▶ **Task statement**
Make an exact copy of all the records that follow, apart from the pictures.

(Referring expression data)
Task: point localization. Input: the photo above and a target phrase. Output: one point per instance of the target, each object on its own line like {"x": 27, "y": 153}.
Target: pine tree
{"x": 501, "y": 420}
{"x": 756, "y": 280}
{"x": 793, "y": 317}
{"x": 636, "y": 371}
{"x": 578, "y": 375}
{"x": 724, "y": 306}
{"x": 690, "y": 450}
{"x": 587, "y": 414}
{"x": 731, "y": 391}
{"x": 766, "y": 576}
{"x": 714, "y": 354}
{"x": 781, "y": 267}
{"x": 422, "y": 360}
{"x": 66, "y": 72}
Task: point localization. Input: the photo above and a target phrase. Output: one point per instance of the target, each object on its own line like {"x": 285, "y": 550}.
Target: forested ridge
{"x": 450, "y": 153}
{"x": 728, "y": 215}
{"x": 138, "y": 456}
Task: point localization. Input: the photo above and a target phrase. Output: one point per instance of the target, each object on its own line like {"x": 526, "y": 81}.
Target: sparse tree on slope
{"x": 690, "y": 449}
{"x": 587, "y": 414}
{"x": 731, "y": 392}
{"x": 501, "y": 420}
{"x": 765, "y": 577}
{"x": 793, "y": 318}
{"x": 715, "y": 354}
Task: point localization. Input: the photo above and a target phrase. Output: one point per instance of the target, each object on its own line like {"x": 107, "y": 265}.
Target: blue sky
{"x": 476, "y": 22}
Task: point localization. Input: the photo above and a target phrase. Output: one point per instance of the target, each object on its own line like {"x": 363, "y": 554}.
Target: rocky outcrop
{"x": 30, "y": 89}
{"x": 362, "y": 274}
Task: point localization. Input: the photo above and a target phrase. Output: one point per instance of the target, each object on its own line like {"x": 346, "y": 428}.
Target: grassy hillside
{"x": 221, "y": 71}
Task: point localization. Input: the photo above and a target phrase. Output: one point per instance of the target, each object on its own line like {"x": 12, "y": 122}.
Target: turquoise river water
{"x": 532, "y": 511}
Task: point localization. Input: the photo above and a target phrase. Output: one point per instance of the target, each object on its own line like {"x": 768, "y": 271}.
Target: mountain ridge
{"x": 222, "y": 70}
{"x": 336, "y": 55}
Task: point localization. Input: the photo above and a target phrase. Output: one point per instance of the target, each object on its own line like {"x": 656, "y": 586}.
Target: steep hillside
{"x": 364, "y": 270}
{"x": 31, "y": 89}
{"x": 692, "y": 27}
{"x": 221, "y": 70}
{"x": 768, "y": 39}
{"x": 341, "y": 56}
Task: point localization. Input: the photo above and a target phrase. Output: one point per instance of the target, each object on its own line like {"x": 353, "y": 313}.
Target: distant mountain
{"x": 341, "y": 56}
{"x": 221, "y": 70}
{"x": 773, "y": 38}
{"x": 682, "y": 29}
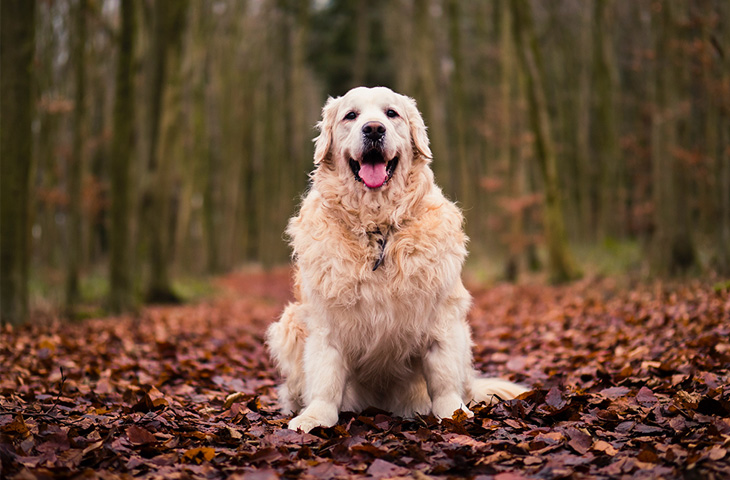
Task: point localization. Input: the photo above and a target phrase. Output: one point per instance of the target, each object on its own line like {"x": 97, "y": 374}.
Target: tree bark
{"x": 611, "y": 220}
{"x": 560, "y": 263}
{"x": 673, "y": 250}
{"x": 120, "y": 272}
{"x": 76, "y": 163}
{"x": 164, "y": 115}
{"x": 17, "y": 46}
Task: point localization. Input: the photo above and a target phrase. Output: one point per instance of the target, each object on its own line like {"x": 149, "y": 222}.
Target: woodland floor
{"x": 628, "y": 381}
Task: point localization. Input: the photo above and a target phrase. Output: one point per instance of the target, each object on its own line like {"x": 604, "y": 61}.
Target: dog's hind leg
{"x": 285, "y": 340}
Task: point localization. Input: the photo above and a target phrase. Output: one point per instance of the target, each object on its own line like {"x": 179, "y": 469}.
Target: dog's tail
{"x": 285, "y": 340}
{"x": 492, "y": 390}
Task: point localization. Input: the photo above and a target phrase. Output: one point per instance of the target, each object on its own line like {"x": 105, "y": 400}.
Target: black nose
{"x": 373, "y": 130}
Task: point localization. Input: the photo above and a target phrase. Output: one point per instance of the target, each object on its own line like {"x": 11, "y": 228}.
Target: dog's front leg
{"x": 446, "y": 367}
{"x": 324, "y": 372}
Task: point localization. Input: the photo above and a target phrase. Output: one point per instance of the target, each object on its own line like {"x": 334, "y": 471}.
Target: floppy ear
{"x": 323, "y": 142}
{"x": 419, "y": 137}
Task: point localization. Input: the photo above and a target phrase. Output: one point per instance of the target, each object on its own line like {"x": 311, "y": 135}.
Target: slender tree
{"x": 723, "y": 165}
{"x": 76, "y": 163}
{"x": 17, "y": 45}
{"x": 561, "y": 264}
{"x": 605, "y": 129}
{"x": 673, "y": 250}
{"x": 120, "y": 277}
{"x": 169, "y": 21}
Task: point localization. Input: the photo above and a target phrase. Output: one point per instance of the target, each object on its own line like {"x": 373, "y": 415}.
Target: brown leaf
{"x": 579, "y": 441}
{"x": 200, "y": 454}
{"x": 139, "y": 435}
{"x": 382, "y": 469}
{"x": 555, "y": 399}
{"x": 646, "y": 397}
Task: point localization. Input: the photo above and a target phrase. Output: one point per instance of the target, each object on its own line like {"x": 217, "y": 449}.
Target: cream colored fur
{"x": 396, "y": 337}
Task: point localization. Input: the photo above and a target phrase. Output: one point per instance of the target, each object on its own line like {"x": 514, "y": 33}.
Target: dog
{"x": 379, "y": 317}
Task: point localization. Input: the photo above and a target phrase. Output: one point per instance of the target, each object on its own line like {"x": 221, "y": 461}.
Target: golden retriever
{"x": 380, "y": 312}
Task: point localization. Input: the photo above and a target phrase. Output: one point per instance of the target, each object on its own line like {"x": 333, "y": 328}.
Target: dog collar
{"x": 382, "y": 241}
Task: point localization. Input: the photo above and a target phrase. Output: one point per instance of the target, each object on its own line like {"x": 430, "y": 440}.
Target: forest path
{"x": 625, "y": 381}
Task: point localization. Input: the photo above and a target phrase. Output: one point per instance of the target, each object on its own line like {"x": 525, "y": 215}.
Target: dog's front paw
{"x": 307, "y": 422}
{"x": 446, "y": 406}
{"x": 318, "y": 414}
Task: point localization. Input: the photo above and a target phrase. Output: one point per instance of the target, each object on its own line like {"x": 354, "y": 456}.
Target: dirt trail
{"x": 626, "y": 383}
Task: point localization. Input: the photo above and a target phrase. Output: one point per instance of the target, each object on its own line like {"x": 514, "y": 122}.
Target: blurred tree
{"x": 348, "y": 46}
{"x": 604, "y": 128}
{"x": 17, "y": 46}
{"x": 673, "y": 250}
{"x": 120, "y": 271}
{"x": 168, "y": 26}
{"x": 76, "y": 162}
{"x": 722, "y": 235}
{"x": 561, "y": 265}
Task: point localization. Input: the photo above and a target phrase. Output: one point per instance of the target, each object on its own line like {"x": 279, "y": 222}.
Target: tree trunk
{"x": 611, "y": 221}
{"x": 723, "y": 164}
{"x": 120, "y": 271}
{"x": 584, "y": 167}
{"x": 164, "y": 112}
{"x": 76, "y": 163}
{"x": 17, "y": 47}
{"x": 673, "y": 249}
{"x": 561, "y": 265}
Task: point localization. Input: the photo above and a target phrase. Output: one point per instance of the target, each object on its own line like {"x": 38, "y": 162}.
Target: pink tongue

▶ **Answer to this exercise**
Task: point localization. Input: the photo above and a target phrase. Output: one point per instance of the target, each object on its own line like {"x": 27, "y": 153}.
Target: pine tree
{"x": 501, "y": 420}
{"x": 756, "y": 280}
{"x": 793, "y": 317}
{"x": 636, "y": 371}
{"x": 578, "y": 375}
{"x": 724, "y": 306}
{"x": 690, "y": 450}
{"x": 587, "y": 414}
{"x": 731, "y": 391}
{"x": 766, "y": 576}
{"x": 714, "y": 354}
{"x": 781, "y": 267}
{"x": 422, "y": 360}
{"x": 66, "y": 72}
Task: point localization. Input: the photo above and a target phrase. Output: one point per instance of the target, each object on its own line like {"x": 285, "y": 550}.
Target: forested ridge
{"x": 450, "y": 153}
{"x": 728, "y": 215}
{"x": 138, "y": 456}
Task: point localization. Input: the photo above and a target phrase. Output: one point per instance of the target, each object on its own line like {"x": 526, "y": 81}.
Target: sparse tree on slope
{"x": 690, "y": 449}
{"x": 587, "y": 414}
{"x": 731, "y": 392}
{"x": 501, "y": 420}
{"x": 765, "y": 577}
{"x": 793, "y": 318}
{"x": 715, "y": 354}
Task: point localization. Input: the photo above and a target phrase. Output: one point per instance of the target, each object on its own line like {"x": 107, "y": 265}.
Target: blue sky
{"x": 476, "y": 22}
Task: point localization. Input: the photo above and a target phrase. Output: one point per instance of the target, each object on its own line like {"x": 363, "y": 554}.
Target: rocky outcrop
{"x": 30, "y": 89}
{"x": 362, "y": 274}
Task: point localization. Input: the photo above and a target phrase. Output: one point per instance of the target, each object on its own line like {"x": 346, "y": 428}.
Target: grassy hillside
{"x": 221, "y": 71}
Task: point localization. Input: the photo above and a target phrase. Output: one point per instance of the target, each object on its own line like {"x": 12, "y": 122}.
Target: turquoise river water
{"x": 532, "y": 511}
Task: point localization. Input: the photo above and a target phrase. Output: one point per instance of the target, each object on its own line like {"x": 768, "y": 271}.
Target: mountain ridge
{"x": 222, "y": 70}
{"x": 336, "y": 55}
Task: point localization. Input: the photo above and a target phrase. Output: one point per instance of the target, each object on its own line like {"x": 656, "y": 586}.
Target: steep hillside
{"x": 364, "y": 270}
{"x": 31, "y": 89}
{"x": 692, "y": 27}
{"x": 221, "y": 70}
{"x": 768, "y": 39}
{"x": 341, "y": 56}
Task: point localization. Input: the photo above and a target phrase. Output: one point per instance of the target, each object on its own line like {"x": 353, "y": 313}.
Target: distant mountain
{"x": 341, "y": 56}
{"x": 221, "y": 70}
{"x": 773, "y": 38}
{"x": 682, "y": 29}
Task: point localization. Input: the photo above and a target phrase. Output: one point per instance of the target, each object on its own line like {"x": 97, "y": 374}.
Target: tree bark
{"x": 611, "y": 220}
{"x": 560, "y": 263}
{"x": 673, "y": 250}
{"x": 120, "y": 272}
{"x": 76, "y": 163}
{"x": 164, "y": 115}
{"x": 17, "y": 46}
Task: point localization. Input: the photo above and a target phrase. Output: one point per instance of the target, each object on its own line like {"x": 149, "y": 222}.
Target: woodland floor
{"x": 628, "y": 381}
Task: point localization. Input: the photo above and a target phrase. Output: one point per instance of the target, each object on its own line like {"x": 604, "y": 61}.
Target: dog's hind leg
{"x": 285, "y": 340}
Task: point localization. Input: the photo above and a target phrase. Output: one point per instance of the target, each object on its own line like {"x": 179, "y": 469}.
Target: dog's tail
{"x": 285, "y": 340}
{"x": 492, "y": 390}
Task: point localization. Input: the photo above and a target phrase. Output: one point per instance of the target, each object on its own line like {"x": 105, "y": 400}.
Target: black nose
{"x": 373, "y": 130}
Task: point localization. Input: the photo above and a target phrase. Output: one point per instance of the target, each object on its own line like {"x": 11, "y": 228}.
Target: dog's front leg
{"x": 446, "y": 367}
{"x": 324, "y": 372}
Task: point localization. Input: the photo above and a target phrase. Output: one point per instance of the target, each object on its own line like {"x": 334, "y": 471}.
Target: floppy ear
{"x": 323, "y": 142}
{"x": 419, "y": 137}
Task: point localization. Input: the photo above and a target phrase. Output: one point per instance of the target, each object on its own line like {"x": 311, "y": 135}.
Target: slender tree
{"x": 723, "y": 165}
{"x": 76, "y": 163}
{"x": 17, "y": 45}
{"x": 561, "y": 264}
{"x": 605, "y": 129}
{"x": 673, "y": 250}
{"x": 120, "y": 277}
{"x": 169, "y": 21}
Task: point localization. Input: the photo above and a target phrase. Output: one point per instance of the target, each object on its own line like {"x": 373, "y": 415}.
Target: brown leaf
{"x": 579, "y": 441}
{"x": 200, "y": 454}
{"x": 139, "y": 435}
{"x": 382, "y": 469}
{"x": 555, "y": 399}
{"x": 646, "y": 397}
Task: point localization. Input: the photo above and a target phrase. Output: one point per instance of the target, each object on its own line like {"x": 217, "y": 449}.
Target: cream colored fur
{"x": 396, "y": 337}
Task: point localization. Input: the photo above and a target phrase. Output: one point per instance of the target, each object on its own line like {"x": 514, "y": 33}.
Target: dog
{"x": 379, "y": 317}
Task: point localization. Input: the photo above and a target phrase. Output: one point per instance of the target, each object on its own line like {"x": 221, "y": 461}.
Target: golden retriever
{"x": 380, "y": 312}
Task: point localization. Input: the photo above and a target phrase. Output: one point per instance of the target, each object on its own line like {"x": 333, "y": 328}.
Target: dog collar
{"x": 382, "y": 241}
Task: point localization. Input: the photo above and a target phrase. Output: one point per instance of the target, each object on its own line like {"x": 430, "y": 440}.
Target: forest path
{"x": 625, "y": 381}
Task: point localization. Input: the photo above and a target phrase. Output: one point per instance of the target, each object on its own line like {"x": 525, "y": 215}.
Target: dog's front paw
{"x": 307, "y": 422}
{"x": 446, "y": 406}
{"x": 318, "y": 414}
Task: point localization. Input: the photo above and a target phrase. Output: one point per instance of the target, each object on its own line like {"x": 354, "y": 456}.
Target: dirt trail
{"x": 626, "y": 383}
Task: point localization. Input: the photo above and a target phrase. Output: one point per instance of the target, each object on its own line like {"x": 514, "y": 122}.
Target: blurred tree
{"x": 348, "y": 46}
{"x": 604, "y": 128}
{"x": 17, "y": 46}
{"x": 673, "y": 250}
{"x": 120, "y": 271}
{"x": 168, "y": 26}
{"x": 76, "y": 162}
{"x": 722, "y": 235}
{"x": 561, "y": 265}
Task: point localization. Input: the photo above and a target phrase. Output: one point per instance of the target, each object on its own line like {"x": 279, "y": 222}.
Target: tree trunk
{"x": 611, "y": 221}
{"x": 723, "y": 164}
{"x": 120, "y": 271}
{"x": 584, "y": 167}
{"x": 164, "y": 112}
{"x": 76, "y": 163}
{"x": 17, "y": 47}
{"x": 673, "y": 249}
{"x": 561, "y": 265}
Task: point localization. Input: the photo above and a target phrase. Output: one point per instance of the target, each object on its own line like {"x": 38, "y": 162}.
Target: pink tongue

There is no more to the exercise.